List of tasks.
a. In the overview of Canadian radio art, rewrite the paragraph beginning "Since 1994, CHAUD POUR LE MONT-STONE" as a short bulleted list that keeps its main facts.
b. Answer these questions from the overview of Canadian radio art:
(i) Whom did Kunstradio invite to compile the overview?
(ii) According to the overview, where does most radio art in Canada happen?
(iii) On which station does CHAUD POUR LE MONT-STONE air?

Source document.
···

For
Kunstradio’s focus on Canadian radio art in summer 2011, we have
invited the artist Anna Friz to compile an overview of new productions
and projects. This is what she has come up with:
A Sampler of Recent Canadian Radio Art
“It
would be foolish to try to make many definitive statements about
contemporary Canadian radio art, but it is fair to say that most radio
art in Canada happens on independent or improvised airwaves. Public
radio offers few corners for unfettered artistic expression, but a
healthy campus/community radio sector (meaning: independent,
not-for-profit, listener-supported, volunteer programmed radio) allows
for all sorts of shenanigans in the studio, late at night or in the
middle of the day. Independent stations in Montreal, Kingston,
Winnipeg, Vancouver, and other cities are regular participants in Art's
Birthday and the Eternal Network, often partnering with artist-run
centres, and provide fertile ground for experiments by emerging and
established artists alike. Artists have been pulling radio out of the
studio and into more intimate venues as well, using small circuits and
transmitters to occupy the airwaves however temporarily.
Most
of the artists in this program have spent significant time in
independent radio stations making interesting sounds (with the
exception of s*, who has only recently arrived on the planet, but who
was drawn down to Earth during a meteorite shower when it was
mesmerized by the forward scatter of radio signals). Two of the works
were created live on air, while the others are deeply informed by
radiophony as bodily experience, or as metaphor. Electricity is
channelled as transmissions banal and transcendent are sought; bodies
are encountered, voices resound.”
(Anna Friz)
1) “Chaud a cold night in 2011”
by Martine H. Crispo (2011)
Since
1994, CHAUD POUR LE MONT-STONE, a radio program on CKUT FM in Montreal,
has served as a sound laboratory where everything happens live. It is
pure live radio – nothing hidden, anything goes. Host Martine H.
Crispo jams solo or with invited guests, using any and all objects at
hand – analogue machines, digital equipment, homemade circuits,
recorded frequencies and radio
microphones. For listeners who
don’t appreciate her radio art, Martine has a fabulous voice for
reading public announcements.

···

Listing.
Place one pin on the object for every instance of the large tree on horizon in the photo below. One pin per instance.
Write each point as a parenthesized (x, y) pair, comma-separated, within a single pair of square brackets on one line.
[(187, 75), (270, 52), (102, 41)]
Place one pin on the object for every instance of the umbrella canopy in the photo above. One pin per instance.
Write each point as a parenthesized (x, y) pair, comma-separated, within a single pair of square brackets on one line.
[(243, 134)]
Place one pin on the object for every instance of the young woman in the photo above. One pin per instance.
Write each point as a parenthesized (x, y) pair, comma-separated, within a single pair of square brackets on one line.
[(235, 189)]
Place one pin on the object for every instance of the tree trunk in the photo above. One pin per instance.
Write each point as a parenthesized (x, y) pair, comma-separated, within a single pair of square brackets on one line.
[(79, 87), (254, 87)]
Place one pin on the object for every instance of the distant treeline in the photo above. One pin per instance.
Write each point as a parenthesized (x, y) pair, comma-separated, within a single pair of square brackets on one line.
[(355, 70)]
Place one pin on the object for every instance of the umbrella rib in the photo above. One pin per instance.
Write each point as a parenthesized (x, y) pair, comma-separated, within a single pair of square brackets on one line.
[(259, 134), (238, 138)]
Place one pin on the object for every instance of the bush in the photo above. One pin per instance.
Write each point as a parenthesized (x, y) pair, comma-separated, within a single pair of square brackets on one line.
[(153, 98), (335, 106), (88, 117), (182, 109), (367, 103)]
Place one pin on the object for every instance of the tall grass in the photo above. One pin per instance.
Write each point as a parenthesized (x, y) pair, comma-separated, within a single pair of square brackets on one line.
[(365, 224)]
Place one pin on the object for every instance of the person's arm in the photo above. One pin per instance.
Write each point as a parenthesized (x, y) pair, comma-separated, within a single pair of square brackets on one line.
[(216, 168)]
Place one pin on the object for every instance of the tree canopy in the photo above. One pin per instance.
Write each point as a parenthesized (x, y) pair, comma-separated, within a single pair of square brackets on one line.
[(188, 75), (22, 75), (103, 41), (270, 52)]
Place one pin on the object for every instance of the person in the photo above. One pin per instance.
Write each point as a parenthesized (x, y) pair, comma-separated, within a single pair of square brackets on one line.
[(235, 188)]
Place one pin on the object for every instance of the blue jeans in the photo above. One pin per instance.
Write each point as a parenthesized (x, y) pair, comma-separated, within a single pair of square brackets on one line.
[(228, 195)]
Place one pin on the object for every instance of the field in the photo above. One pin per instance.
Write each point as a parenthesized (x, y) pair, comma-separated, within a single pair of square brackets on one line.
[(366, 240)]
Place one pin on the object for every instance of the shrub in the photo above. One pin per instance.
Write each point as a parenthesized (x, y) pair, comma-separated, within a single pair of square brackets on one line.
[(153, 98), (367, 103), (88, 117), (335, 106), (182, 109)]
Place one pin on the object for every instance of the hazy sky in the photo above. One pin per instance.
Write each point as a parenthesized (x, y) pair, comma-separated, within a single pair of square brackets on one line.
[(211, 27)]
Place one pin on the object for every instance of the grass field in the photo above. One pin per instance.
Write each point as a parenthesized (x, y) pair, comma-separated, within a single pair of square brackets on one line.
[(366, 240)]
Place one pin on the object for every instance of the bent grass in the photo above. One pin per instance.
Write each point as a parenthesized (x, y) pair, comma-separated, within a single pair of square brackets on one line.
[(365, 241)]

···

Solutions per task.
a.
- CHAUD POUR LE MONT-STONE, a radio program on CKUT FM in Montreal, has been a sound laboratory since 1994.
- Everything on it happens live, with nothing hidden and anything allowed.
- Host Martine H. Crispo jams alone or with invited guests.
- She uses whatever objects are at hand: analogue machines, digital equipment, homemade circuits, recorded frequencies and radio microphones.
- For listeners who don't appreciate her radio art, she has a fabulous voice for reading public announcements.

b.
(i) The artist Anna Friz.
(ii) On independent or improvised airwaves.
(iii) CKUT FM in Montreal.